Location identification items:
[start]

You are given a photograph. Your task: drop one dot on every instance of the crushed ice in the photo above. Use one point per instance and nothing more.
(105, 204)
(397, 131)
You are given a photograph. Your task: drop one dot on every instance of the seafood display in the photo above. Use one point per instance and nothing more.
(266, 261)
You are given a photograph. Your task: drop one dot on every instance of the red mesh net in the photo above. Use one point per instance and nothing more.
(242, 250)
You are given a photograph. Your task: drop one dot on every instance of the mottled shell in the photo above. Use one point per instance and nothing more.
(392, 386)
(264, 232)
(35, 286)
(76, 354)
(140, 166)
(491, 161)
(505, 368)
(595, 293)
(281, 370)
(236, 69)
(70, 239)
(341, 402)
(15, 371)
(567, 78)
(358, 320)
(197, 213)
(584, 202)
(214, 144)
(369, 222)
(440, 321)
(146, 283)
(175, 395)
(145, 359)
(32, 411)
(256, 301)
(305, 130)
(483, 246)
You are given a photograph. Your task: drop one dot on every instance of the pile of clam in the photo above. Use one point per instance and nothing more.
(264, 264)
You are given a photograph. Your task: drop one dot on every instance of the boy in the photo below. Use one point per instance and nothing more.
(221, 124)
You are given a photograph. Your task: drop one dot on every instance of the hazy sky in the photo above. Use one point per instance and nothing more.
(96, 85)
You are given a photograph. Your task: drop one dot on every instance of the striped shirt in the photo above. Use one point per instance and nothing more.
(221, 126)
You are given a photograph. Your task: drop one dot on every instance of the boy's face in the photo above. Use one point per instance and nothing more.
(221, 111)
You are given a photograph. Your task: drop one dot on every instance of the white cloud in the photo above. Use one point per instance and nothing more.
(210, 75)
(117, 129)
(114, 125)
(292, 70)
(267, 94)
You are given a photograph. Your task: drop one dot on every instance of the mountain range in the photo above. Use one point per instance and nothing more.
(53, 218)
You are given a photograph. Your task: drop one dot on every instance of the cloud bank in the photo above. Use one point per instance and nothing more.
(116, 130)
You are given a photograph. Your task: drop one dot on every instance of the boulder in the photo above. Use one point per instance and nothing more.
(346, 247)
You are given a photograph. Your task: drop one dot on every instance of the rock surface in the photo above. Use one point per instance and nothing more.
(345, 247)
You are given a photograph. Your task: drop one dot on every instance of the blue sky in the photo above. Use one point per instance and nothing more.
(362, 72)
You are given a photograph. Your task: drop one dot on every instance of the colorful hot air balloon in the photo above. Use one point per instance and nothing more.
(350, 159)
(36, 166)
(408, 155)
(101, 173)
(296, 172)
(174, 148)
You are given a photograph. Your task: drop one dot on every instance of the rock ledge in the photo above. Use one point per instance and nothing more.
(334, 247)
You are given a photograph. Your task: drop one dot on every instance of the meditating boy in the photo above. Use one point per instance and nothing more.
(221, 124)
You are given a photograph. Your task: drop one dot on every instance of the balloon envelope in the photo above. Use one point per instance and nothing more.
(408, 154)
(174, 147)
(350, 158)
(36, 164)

[end]

▶ _Task goal_
Reproduce all of the records above word for word, changing nothing.

▶ _Answer for this exercise_
You are given a photograph. Your task: drop one dot on every instance of the crushed ice in the photo above. Use one point per instance and nothing more.
(105, 204)
(397, 131)
You are given a photograph. Your task: drop one dot on every instance of the seafood display in the photo above. Use one point per instance and nothing more.
(266, 261)
You are given a photograph. Your task: drop one dot on every instance of the red mesh net in the photo above. Use one point per instance and nothing more.
(242, 250)
You are given a photograph. Your task: drop one dot on every instance of the mottled shell in the photo above. Use one point per instance and nothing more.
(392, 386)
(264, 232)
(35, 286)
(76, 354)
(140, 166)
(491, 161)
(505, 368)
(595, 293)
(281, 370)
(236, 69)
(70, 239)
(341, 402)
(15, 371)
(567, 78)
(358, 320)
(197, 213)
(584, 202)
(214, 144)
(369, 222)
(440, 321)
(146, 283)
(175, 395)
(145, 359)
(32, 411)
(256, 301)
(305, 130)
(483, 246)
You are given a photograph. Your task: drop one dot on every instance of the pile of clam in the photo above. Use one point per instance and nothing more.
(264, 264)
You are given a photograph. Your task: drop one dot on every instance of the boy in the photo below. Use one point per instance and nothing more.
(221, 124)
You are given a photograph. Your task: drop one dot on every instance of the hazy sky in the photo above. Use one point per instance and nothing more.
(96, 85)
You are given a photograph. Your task: drop one dot on every instance of the striped shirt in the photo above. Use one point per instance and nothing more.
(221, 126)
You are given a photograph. Your task: drop one dot on every instance of the boy's face in the photo above. Use one point per instance and nothing more.
(221, 111)
You are given a photograph. Your task: drop one dot on every instance of the white cloud in the photo above. Use one point per instance and nothing more.
(210, 75)
(117, 129)
(114, 125)
(292, 70)
(267, 94)
You are given a photograph. Your task: drop one dot on every instance of the mountain range in the photo above. Use one point per instance and nothing more.
(53, 218)
You are given a photograph. Your task: drop one dot on every instance of the cloud bank in the photo above. Use one point per instance and nothing more.
(116, 130)
You are given a photograph. Your task: drop one dot on every instance of the boulder in the photo above. Use one point per instance and nothing more.
(346, 247)
You are given a photograph. Your task: drop one dot on every instance of the rock surface in the photo above. Use one point per instance and nothing more.
(345, 247)
You are given a photograph. Your task: drop one dot on every instance of the blue sky in the photo above. Use one point per instance and nothing more.
(362, 72)
You are given a photograph. Your task: drop one dot on every instance of the colorful hot air balloon in the photo above. Use one point per instance and nothing more.
(350, 159)
(36, 166)
(408, 155)
(101, 173)
(296, 172)
(174, 148)
You are given a photograph. Your task: drop one dot on every instance of the rock ledge in the photo above. Use one point per instance and nothing more.
(334, 247)
You are given a photograph. Your task: drop one dot on every instance of the meditating boy in the photo above. Use one point per instance and nothing more.
(221, 124)
You are given a photograph. Your task: drop one dot on every instance of the balloon envelope in the photo above. Use one point per instance and nothing more.
(408, 154)
(174, 147)
(350, 158)
(36, 164)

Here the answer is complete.